Предложенный текст |
В «Развалинах» Клавдиева показал, как легко русские люди едят друг друга. Опять же – буквально едят. Но в обеих этих работах был некий луч света: в «Истории города Глупова» – юмор, в «Развалинах» – интеллигент Ниверин, которых всё-таки трупы не ест. В «Леди Макбет Мценского уезда» нет никакого просвета. И финальные слёзы главной героини (Анна Донченко) – это не слёзы надежды, а, скорее, полного отчаяния.
Для создания этой мрачной картины жизни Дмитрий Егоров выбрал соответствующие тексты: очерк Лескова «Леди Макбет Мценского уезда», каторжные зарисовки Дорошевича (книга «Сахалин»), написанные на основе реальных уголовных дел, и сами реальные дела 1865 года, добытые в архиве.
Жанр спектакля определен самим режиссером как очерк. И в этом есть ключ к пониманию постановки. Отличительным признаком очерка является «художественное описание единичных явлений действительности, осмысленных автором в их типичности». Дмитрий Егоров строго выдерживает в спектакле этот жанр.
Его «Леди Макбет Мценского уезда» — это история одной героини, вписанная в череду подобных историй. За счет включения других уголовных дел драматизм судьбы отдельно взятой Катерины Измайловой ослабевает, а типичные для всех преступников черты наоборот проявляются сильнее.
В спектакле нет четких примет времени, и проблема в нем ставится сущностная, национальная и поэтому вечная. В нашей стране, где тюрьмы всегда переполнены, жизнь очень многих людей – это путь из одной тюрьмы в другую. Именно этот путь и показывает Дмитрий Егоров.

Задания для выполнения |
#1 Соответствуют ли рецензии на спектакль «Леди Макбет Мценского уезда» утверждения: (a) режиссер сам определил жанр спектакля как очерк; (b) в спектакле есть четкие приметы времени; (c) реальные уголовные дела 1865 года были добыты в архиве? Для каждого ответьте «да» или «нет» и приведите дословно решающие слова рецензии.
#2 Выпишите из рецензии на спектакль «Леди Макбет Мценского уезда» фрагмент, начиная со слов «Жанр спектакля определен» и заканчивая словами «показывает Дмитрий Егоров.».
#3 Продолжите рецензию на спектакль «Леди Макбет Мценского уезда», начав сразу после ее последнего предложения.

Предоставленные данные |
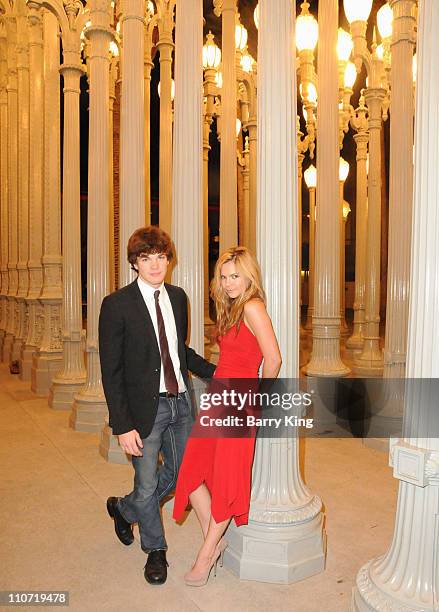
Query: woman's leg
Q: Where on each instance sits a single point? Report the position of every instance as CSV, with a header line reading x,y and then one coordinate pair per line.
x,y
200,502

Ответы |
#1
(a) Да: «Жанр спектакля определен самим режиссером как очерк».
(b) Нет: «В спектакле нет четких примет времени».
(c) Да: «сами реальные дела 1865 года, добытые в архиве».

#2
Жанр спектакля определен самим режиссером как очерк. И в этом есть ключ к пониманию постановки. Отличительным признаком очерка является «художественное описание единичных явлений действительности, осмысленных автором в их типичности». Дмитрий Егоров строго выдерживает в спектакле этот жанр.
Его «Леди Макбет Мценского уезда» — это история одной героини, вписанная в череду подобных историй. За счет включения других уголовных дел драматизм судьбы отдельно взятой Катерины Измайловой ослабевает, а типичные для всех преступников черты наоборот проявляются сильнее.
В спектакле нет четких примет времени, и проблема в нем ставится сущностная, национальная и поэтому вечная. В нашей стране, где тюрьмы всегда переполнены, жизнь очень многих людей – это путь из одной тюрьмы в другую. Именно этот путь и показывает Дмитрий Егоров.

#3
Тюрьма как форма существования демонстрируется зрителю сразу: по бокам авансцены стол следователя и скамья для обвиняемых, а чуть в глубине по центру – огромная железная клетка. В первом действии эта клетка обтянута белым полотном. Но художник-постановщик Фемистокл Атмадзас даже не пытается создать иллюзию, что это комната в доме: ткань от первого же прикосновения отслаивается, обнажая прутья камеры.
В этой камере протекает жизнь купчихи Катерины: медленно-медленно разливается по чашкам чай, и такое ощущение, что так же медленно тикают часы. Герои не разговаривают, им нечего друг другу сказать. Они в гробовом молчании бесконечно пьют чай. Это – жизнь русского человека.
К середине первого действия Катерина встречается с Сергеем (Вячеслав Коробицин). Она осматривает его, проверяя чистоту кожных покровов, как при покупке смотрят зубы у лошади. Так же в самом начале спектакля выбирали и ее саму, осмотрев состояние волос, красоту ног и так далее.
Это – любовь русского человека.
Случайно увидев крысиный яд, Катерина подсыпает его в еду своего свекра. Потом, чтобы дальше жить с Сергеем, она душит своего мужа. А затем – уже и племянника, совсем ребенка.
Вот так, легко, без мучительных раздумий и патетических монологов Катерина по очереди убивает троих человек. Это – смерть русского человека.
Так всё самое ценное, самое главное – жизнь, любовь и смерть — сводится на нет, обесценивается. Вся жизнь Катерины – это череда немотивированных, спонтанных поступков. Понять, зачем и почему Катерина убивает родных невозможно. О любви говорить не приходится, так как Дмитрий Егоров, подчиняя литературную основу своему режиссерскому замыслу, вырезал из текста Лескова все сантименты.
И еще сильнее – режиссер возвел до абсолюта случайность выбора Катерины: она сталкивается с Сергеем во время игры в жмурки. Так же и с первым преступлением: думается, что если бы она не увидела крысиный яд и труп крысы, ей бы и в голову не пришло никого убить. И Анна Донченко филигранно ведет эту сценическую жизнь своей героини: бездумную, бессмысленную. Мимика минимальна и эмоционально не окрашена. Тупой, тяжелый, ничего не выражающий взгляд придает лицу оттенок дебилизма.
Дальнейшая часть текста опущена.